Nothing in the records may be left out or altered; reproduce them all exactly.

[START]

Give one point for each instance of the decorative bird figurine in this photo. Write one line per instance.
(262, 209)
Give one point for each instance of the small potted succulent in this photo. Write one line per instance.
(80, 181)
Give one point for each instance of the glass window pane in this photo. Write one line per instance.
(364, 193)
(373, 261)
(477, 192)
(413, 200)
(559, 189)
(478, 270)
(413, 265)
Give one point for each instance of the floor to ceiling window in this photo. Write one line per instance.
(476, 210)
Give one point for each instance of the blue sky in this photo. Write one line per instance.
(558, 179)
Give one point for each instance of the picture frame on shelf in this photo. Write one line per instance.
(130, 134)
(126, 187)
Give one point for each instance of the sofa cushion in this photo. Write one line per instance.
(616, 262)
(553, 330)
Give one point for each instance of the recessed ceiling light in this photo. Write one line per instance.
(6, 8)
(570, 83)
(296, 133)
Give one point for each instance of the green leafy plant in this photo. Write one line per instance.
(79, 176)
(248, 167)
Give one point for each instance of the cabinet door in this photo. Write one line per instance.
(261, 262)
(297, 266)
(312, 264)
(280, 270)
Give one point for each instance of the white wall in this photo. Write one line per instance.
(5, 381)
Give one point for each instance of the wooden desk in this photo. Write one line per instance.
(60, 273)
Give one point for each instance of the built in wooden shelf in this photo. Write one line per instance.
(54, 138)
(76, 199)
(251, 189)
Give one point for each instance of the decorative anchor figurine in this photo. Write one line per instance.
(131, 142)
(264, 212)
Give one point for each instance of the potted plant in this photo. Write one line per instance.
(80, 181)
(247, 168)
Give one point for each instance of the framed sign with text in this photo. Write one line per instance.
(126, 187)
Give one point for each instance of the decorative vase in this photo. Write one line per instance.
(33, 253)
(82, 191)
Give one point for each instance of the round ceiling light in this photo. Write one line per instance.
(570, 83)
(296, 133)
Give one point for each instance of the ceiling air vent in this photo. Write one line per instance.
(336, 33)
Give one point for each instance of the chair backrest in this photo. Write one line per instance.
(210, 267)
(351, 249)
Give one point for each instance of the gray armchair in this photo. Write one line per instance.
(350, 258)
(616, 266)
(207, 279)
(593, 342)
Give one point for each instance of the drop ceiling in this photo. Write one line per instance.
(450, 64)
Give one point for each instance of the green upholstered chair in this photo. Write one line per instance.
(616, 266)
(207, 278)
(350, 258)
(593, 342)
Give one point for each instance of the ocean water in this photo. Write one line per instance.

[END]

§ **RESPONSE TO THIS EXERCISE**
Give one point for each instance of the decorative bird figurine in this photo. Write one line per instance.
(262, 209)
Give one point for each instance of the small potted succulent in this photo. Write one line per instance.
(80, 181)
Give one point for each instance of the glass window pane in this photo. Write one line per instance.
(364, 193)
(373, 261)
(477, 192)
(413, 200)
(559, 189)
(478, 270)
(413, 265)
Give one point for each instance of the floor to ceiling window in this photo. Write one line per instance.
(476, 210)
Give one point for each instance of the blue sky in this photo. Write one line per instance.
(558, 179)
Give one point for each instance of the picture frame on shelf in this photo. Write one line per instance.
(130, 134)
(126, 187)
Give one point for each instance of the sofa cushion in this photo. Write one line per instance.
(616, 262)
(553, 330)
Give one point for each instance of the recessed ceiling light in this photo. Write one line per instance.
(6, 8)
(570, 83)
(296, 133)
Give one point for each instance of the green leafy plant in this photo. Write one line per instance.
(79, 176)
(248, 167)
Give one point for each instance of the cabinet door in this photo. Write one line per instance.
(261, 262)
(297, 266)
(312, 264)
(280, 270)
Give one point for each instance of the white wall in this photo. Write one line per instance.
(5, 381)
Give one point for each instance of the wooden desk in this photo. Write one line per instance.
(60, 273)
Give one point for each instance of the built in wooden shelf in this photo. Write one line per instance.
(54, 138)
(76, 199)
(251, 189)
Give one point for each instance of the decorative anchor figurine in this photo. Write one line per instance.
(131, 142)
(264, 212)
Give one point for each instance of the potted plant in this photo. Write one line per instance.
(80, 181)
(247, 168)
Give one point for each instance of the framed sign with text in this photo. Write one line per instance.
(126, 187)
Give one point for each instance of the decorative vase in this photo. Write one line per instance.
(33, 253)
(82, 191)
Give one point for each instance of the round ceiling light in this photo. Write one line per instance.
(570, 83)
(296, 133)
Give one point for each instance of the ceiling air vent in this photo. Write one line per instance.
(336, 33)
Give one point for each instance of the chair backrest in this photo. Write one line per instance.
(210, 267)
(351, 249)
Give one point for each instance of the gray armchair in this photo. Write one line per instance.
(350, 258)
(616, 266)
(207, 279)
(593, 342)
Give one point for each instance of the drop ceiling in this photo. Write one line per instance.
(450, 64)
Give one point for each instance of the green upholstered chair in this photo. Write one line per instance.
(616, 266)
(207, 278)
(350, 258)
(593, 342)
Give one point for each instance of the ocean water in this photo. Write one line per instance.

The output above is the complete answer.